— About this task —
Your response is a verbatim copy of the listing, stripped of its images.

— Provided records —
▬▬▬▬▬▬▬▬▬▬

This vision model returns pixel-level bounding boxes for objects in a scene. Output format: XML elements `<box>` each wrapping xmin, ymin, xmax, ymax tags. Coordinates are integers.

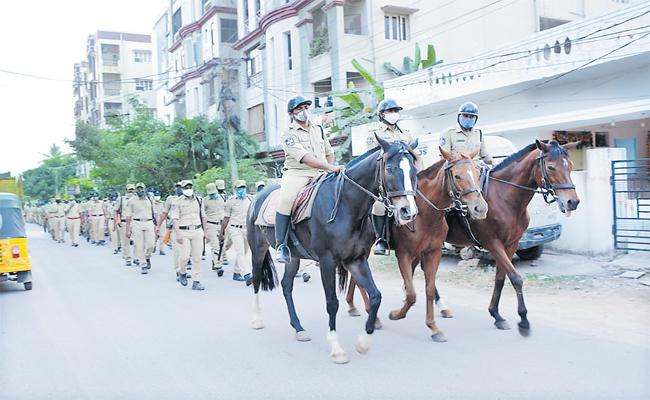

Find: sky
<box><xmin>0</xmin><ymin>0</ymin><xmax>168</xmax><ymax>175</ymax></box>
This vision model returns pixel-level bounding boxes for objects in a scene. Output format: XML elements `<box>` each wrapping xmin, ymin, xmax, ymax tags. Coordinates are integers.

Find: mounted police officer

▬▬▬▬▬▬▬▬▬▬

— Written solution —
This vision model returns pixel-level bounding boxes for objects in a scene. Output format: XML elements `<box>` each wrapping xmin, ymin, xmax, ymax tags. Coordinates are integers.


Find: sky
<box><xmin>0</xmin><ymin>0</ymin><xmax>168</xmax><ymax>175</ymax></box>
This vision model returns pixel-level bounding boxes for objects in a scene. Output format: XML elements `<box>` each wrapping xmin, ymin, xmax, ymax tags. Coordinates are integers.

Find: mounted police officer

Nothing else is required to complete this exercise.